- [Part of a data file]
= = = = = = =
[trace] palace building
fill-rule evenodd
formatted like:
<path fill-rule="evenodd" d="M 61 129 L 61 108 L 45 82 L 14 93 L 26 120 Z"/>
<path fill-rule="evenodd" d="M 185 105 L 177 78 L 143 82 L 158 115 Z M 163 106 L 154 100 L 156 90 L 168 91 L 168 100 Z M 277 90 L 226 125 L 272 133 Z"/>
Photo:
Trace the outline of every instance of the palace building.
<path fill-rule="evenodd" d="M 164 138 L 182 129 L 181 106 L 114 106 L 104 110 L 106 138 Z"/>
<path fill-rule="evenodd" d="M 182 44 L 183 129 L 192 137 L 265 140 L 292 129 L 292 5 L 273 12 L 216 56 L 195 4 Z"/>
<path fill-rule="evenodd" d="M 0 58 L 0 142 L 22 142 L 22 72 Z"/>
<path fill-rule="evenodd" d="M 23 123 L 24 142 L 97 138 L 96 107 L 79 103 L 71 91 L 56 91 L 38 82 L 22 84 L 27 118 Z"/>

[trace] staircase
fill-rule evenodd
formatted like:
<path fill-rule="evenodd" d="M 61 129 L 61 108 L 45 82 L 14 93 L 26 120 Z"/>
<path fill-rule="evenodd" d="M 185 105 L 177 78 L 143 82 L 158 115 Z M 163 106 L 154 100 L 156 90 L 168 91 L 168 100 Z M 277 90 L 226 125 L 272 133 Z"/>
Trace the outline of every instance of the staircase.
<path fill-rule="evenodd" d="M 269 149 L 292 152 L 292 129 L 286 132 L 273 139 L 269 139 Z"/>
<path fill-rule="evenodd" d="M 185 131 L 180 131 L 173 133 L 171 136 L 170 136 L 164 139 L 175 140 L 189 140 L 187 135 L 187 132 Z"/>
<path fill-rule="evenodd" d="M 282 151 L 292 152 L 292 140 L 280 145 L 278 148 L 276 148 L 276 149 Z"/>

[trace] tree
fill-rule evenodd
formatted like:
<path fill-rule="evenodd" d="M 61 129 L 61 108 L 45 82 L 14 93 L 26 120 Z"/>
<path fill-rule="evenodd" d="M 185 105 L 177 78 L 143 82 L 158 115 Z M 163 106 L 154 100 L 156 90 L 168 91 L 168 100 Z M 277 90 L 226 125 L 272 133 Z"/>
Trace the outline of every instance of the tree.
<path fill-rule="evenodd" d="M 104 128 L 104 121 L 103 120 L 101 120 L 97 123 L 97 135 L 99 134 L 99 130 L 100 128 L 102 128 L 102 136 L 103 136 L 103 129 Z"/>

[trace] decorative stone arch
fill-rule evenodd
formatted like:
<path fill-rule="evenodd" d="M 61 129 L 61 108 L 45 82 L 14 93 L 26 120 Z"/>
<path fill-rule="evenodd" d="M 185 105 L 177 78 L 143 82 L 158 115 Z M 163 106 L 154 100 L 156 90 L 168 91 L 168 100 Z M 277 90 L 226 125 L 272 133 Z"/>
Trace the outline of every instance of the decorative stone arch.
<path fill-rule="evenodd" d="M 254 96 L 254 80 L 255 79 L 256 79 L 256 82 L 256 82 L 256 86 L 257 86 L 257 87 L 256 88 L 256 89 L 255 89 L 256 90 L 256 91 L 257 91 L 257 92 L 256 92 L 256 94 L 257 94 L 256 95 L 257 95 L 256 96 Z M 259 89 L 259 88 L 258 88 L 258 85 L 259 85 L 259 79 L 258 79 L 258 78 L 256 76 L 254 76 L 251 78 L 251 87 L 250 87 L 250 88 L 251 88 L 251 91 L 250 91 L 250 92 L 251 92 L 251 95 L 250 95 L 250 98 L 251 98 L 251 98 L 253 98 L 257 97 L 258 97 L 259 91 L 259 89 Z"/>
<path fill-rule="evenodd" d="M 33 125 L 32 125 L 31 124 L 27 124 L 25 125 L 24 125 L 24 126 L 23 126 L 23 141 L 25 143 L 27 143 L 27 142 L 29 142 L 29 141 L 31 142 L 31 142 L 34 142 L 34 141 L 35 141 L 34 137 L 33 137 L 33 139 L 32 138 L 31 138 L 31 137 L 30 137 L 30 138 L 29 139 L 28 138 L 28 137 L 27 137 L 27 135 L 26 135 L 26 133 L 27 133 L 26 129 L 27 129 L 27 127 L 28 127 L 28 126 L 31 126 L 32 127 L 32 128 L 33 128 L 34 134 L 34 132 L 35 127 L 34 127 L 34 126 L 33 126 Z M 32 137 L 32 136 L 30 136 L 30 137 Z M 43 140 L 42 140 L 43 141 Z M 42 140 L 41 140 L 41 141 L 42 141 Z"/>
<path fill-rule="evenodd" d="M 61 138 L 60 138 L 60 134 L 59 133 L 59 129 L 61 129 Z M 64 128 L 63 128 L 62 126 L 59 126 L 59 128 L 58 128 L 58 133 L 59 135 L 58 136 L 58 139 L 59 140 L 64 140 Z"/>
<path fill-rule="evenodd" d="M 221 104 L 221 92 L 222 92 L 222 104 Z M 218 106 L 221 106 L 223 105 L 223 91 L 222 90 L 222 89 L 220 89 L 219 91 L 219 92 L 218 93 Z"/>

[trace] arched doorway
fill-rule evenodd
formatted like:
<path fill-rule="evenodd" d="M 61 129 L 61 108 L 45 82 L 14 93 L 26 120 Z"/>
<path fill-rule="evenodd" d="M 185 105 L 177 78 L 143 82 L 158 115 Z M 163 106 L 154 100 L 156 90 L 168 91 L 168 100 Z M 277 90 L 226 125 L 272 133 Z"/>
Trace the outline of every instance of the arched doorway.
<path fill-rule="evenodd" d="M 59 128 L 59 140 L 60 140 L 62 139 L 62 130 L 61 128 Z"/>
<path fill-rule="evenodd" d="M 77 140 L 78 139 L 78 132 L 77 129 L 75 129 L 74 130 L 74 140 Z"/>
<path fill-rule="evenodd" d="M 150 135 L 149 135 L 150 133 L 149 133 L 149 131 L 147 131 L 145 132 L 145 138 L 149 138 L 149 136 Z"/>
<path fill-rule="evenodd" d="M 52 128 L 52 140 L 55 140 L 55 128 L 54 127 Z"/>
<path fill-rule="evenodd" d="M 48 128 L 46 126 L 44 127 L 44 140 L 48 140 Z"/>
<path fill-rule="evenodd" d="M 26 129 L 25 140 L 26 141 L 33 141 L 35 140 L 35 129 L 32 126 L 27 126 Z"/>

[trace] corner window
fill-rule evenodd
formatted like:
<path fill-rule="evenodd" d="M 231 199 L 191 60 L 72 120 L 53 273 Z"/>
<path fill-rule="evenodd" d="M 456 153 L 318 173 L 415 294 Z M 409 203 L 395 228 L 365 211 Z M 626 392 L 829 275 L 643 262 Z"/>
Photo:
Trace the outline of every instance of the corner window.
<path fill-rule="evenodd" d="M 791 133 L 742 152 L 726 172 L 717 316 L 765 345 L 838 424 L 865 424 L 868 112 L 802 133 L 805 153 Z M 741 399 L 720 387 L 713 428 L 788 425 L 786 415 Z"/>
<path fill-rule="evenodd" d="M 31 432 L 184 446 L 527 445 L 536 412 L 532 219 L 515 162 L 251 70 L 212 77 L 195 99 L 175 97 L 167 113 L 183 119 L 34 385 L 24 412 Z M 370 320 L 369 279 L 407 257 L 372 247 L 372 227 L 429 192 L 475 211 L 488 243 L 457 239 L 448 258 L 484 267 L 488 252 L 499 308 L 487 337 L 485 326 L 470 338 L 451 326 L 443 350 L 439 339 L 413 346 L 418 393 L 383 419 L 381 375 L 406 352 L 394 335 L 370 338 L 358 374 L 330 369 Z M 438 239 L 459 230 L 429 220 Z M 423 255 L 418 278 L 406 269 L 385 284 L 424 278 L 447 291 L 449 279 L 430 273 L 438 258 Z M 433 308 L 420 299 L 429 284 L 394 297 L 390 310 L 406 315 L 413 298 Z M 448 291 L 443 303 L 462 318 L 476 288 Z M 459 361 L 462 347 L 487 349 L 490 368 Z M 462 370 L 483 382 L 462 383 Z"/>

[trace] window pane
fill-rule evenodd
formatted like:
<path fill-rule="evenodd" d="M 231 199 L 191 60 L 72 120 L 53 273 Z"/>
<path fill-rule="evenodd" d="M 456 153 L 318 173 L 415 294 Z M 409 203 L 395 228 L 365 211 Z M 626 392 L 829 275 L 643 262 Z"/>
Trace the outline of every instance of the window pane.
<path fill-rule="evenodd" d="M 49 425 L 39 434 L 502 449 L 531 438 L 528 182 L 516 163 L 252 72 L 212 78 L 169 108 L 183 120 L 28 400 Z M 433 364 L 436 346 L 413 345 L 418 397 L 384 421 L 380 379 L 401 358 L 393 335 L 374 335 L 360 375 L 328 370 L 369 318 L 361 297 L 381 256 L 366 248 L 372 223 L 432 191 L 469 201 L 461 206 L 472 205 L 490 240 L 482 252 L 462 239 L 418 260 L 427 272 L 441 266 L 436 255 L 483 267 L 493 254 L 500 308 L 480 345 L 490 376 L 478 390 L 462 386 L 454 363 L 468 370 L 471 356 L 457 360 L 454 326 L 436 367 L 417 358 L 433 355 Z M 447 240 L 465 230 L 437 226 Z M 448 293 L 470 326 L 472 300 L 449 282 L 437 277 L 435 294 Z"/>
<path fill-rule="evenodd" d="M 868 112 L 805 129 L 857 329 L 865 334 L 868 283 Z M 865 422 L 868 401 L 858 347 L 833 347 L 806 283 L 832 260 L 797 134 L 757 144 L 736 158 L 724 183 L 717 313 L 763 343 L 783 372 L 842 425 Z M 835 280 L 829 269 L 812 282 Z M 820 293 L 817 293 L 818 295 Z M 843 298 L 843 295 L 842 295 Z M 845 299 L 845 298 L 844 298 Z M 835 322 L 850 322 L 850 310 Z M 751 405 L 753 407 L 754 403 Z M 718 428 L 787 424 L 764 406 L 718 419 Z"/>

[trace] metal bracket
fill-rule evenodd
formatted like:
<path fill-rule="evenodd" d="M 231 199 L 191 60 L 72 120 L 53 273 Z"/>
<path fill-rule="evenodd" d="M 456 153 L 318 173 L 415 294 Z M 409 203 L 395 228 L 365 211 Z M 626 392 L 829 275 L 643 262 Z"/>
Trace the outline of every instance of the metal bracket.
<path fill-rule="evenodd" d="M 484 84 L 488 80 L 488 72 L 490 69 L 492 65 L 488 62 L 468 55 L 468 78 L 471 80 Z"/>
= = = = = = =
- [INSTRUCTIONS FOR THE TASK] Reproduce only the lines from the one containing "[trace] decorative stone arch" through the one containing "Trace the outline of every instance of the decorative", inclusive, with "stone arch" swapped out for "brick arch" and nothing else changed.

- [SOLUTION TO THIS TASK]
[trace] decorative brick arch
fill-rule evenodd
formatted like:
<path fill-rule="evenodd" d="M 61 129 L 61 108 L 45 82 L 14 93 L 26 120 Z"/>
<path fill-rule="evenodd" d="M 185 105 L 177 78 L 143 82 L 158 115 Z M 163 106 L 154 100 L 156 90 L 168 91 L 168 100 Z M 277 90 L 226 125 L 272 133 Z"/>
Trace the outline of every instance of the decorative brick arch.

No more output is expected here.